§ Problem statement
Could you work out how many lines of the material below hold "white"? Only the number is needed.

§ Given entries
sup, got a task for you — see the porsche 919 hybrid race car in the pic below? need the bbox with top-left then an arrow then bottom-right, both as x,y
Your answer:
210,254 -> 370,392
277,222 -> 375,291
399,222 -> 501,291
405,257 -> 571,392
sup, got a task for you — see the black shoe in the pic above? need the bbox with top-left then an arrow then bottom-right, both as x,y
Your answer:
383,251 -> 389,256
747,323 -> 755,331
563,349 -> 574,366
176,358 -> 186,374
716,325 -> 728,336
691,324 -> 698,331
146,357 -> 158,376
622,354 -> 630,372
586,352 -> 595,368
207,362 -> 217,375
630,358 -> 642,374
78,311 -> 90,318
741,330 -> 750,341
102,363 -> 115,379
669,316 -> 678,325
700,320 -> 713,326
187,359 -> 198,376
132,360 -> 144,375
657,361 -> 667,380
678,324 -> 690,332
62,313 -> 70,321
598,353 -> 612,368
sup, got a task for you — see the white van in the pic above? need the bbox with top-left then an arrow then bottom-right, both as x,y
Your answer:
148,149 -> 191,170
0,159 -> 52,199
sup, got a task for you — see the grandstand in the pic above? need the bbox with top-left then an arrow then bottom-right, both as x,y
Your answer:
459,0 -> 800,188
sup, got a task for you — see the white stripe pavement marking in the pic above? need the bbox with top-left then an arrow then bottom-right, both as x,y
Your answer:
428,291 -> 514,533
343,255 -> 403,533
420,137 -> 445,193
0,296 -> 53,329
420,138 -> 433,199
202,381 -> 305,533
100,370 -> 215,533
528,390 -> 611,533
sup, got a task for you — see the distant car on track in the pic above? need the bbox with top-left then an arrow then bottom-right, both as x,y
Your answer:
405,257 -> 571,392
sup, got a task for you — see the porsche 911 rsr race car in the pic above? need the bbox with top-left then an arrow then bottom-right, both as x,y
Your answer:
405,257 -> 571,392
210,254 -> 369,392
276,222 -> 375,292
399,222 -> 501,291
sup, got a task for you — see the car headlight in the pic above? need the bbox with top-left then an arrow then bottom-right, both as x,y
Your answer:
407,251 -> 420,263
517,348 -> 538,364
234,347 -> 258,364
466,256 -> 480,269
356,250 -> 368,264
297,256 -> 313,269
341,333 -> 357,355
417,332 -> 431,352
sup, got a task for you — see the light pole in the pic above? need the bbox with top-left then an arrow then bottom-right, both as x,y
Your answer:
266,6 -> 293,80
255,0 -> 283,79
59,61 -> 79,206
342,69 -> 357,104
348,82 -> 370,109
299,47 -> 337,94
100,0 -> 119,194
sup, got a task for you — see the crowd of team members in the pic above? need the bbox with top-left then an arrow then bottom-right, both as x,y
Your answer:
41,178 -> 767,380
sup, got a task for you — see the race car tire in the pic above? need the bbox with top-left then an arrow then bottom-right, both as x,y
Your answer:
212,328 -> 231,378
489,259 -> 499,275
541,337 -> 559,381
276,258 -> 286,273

§ Answer space
2